BEGIN DATA PROVIDED

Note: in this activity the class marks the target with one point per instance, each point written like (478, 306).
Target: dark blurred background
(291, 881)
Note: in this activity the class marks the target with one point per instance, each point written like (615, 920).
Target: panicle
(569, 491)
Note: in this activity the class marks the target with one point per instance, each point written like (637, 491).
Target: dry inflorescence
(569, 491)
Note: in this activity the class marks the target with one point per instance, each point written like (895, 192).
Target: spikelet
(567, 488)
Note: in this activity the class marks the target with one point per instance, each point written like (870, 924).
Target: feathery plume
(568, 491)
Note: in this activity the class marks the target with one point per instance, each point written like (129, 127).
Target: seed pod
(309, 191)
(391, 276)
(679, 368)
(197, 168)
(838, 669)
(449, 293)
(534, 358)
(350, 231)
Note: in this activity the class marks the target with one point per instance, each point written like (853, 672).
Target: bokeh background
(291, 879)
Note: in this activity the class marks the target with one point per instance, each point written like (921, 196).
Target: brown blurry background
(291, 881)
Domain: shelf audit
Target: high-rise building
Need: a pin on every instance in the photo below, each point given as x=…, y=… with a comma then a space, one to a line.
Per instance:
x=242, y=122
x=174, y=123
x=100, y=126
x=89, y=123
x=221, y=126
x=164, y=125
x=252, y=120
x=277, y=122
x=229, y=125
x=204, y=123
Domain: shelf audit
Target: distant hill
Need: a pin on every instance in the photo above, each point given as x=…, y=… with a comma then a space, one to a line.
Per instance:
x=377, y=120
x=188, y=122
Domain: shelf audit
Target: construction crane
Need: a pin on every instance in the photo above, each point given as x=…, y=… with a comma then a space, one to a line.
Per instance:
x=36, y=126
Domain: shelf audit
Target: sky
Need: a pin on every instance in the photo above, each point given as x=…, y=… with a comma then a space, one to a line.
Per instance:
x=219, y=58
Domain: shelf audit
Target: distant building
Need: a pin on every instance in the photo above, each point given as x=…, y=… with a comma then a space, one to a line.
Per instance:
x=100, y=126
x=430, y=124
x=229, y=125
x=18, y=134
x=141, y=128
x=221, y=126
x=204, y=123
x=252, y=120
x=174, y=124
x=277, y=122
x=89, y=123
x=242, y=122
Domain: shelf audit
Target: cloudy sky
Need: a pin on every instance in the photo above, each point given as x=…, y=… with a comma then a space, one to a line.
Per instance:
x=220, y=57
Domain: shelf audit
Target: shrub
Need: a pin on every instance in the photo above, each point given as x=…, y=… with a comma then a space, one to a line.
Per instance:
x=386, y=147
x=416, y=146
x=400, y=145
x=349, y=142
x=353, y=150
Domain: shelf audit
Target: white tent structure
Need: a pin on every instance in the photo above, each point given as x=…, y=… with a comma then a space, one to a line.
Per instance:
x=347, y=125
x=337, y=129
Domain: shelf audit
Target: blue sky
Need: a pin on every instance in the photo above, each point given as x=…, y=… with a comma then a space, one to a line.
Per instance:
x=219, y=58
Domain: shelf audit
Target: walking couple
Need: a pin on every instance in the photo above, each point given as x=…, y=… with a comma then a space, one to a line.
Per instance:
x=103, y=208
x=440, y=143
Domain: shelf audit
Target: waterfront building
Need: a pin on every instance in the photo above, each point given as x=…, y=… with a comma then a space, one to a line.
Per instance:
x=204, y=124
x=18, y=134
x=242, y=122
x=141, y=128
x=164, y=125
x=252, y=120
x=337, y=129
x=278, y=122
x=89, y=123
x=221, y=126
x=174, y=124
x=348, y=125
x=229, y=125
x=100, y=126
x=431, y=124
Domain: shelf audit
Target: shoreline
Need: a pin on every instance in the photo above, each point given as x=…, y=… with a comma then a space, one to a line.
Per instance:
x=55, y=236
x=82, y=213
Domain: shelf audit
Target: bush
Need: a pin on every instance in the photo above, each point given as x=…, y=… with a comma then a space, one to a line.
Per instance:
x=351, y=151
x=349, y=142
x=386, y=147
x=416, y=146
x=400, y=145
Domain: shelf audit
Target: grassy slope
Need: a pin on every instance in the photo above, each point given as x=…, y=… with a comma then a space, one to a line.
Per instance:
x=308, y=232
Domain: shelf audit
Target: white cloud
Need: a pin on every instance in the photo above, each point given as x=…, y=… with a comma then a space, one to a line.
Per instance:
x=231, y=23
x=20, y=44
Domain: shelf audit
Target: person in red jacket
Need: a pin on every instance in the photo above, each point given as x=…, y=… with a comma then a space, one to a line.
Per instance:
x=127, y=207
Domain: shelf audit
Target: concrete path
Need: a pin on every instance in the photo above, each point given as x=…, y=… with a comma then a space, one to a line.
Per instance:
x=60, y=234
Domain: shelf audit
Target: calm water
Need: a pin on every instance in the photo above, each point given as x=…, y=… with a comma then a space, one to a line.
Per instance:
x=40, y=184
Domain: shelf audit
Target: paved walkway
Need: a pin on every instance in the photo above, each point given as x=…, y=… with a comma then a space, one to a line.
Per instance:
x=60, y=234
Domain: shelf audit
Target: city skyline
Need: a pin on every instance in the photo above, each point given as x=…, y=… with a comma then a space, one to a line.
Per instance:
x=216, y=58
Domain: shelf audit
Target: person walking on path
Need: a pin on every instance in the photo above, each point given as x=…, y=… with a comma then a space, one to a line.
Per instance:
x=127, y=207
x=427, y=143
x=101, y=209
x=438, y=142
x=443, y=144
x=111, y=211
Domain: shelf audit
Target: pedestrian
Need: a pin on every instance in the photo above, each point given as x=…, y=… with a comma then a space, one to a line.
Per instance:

END DATA PROVIDED

> **PROBLEM REQUIREMENTS**: Scan the records above and tell how many lines include the word "building"; the number is all that should be written.

> **RESPONSE TO THE EXERCISE**: 3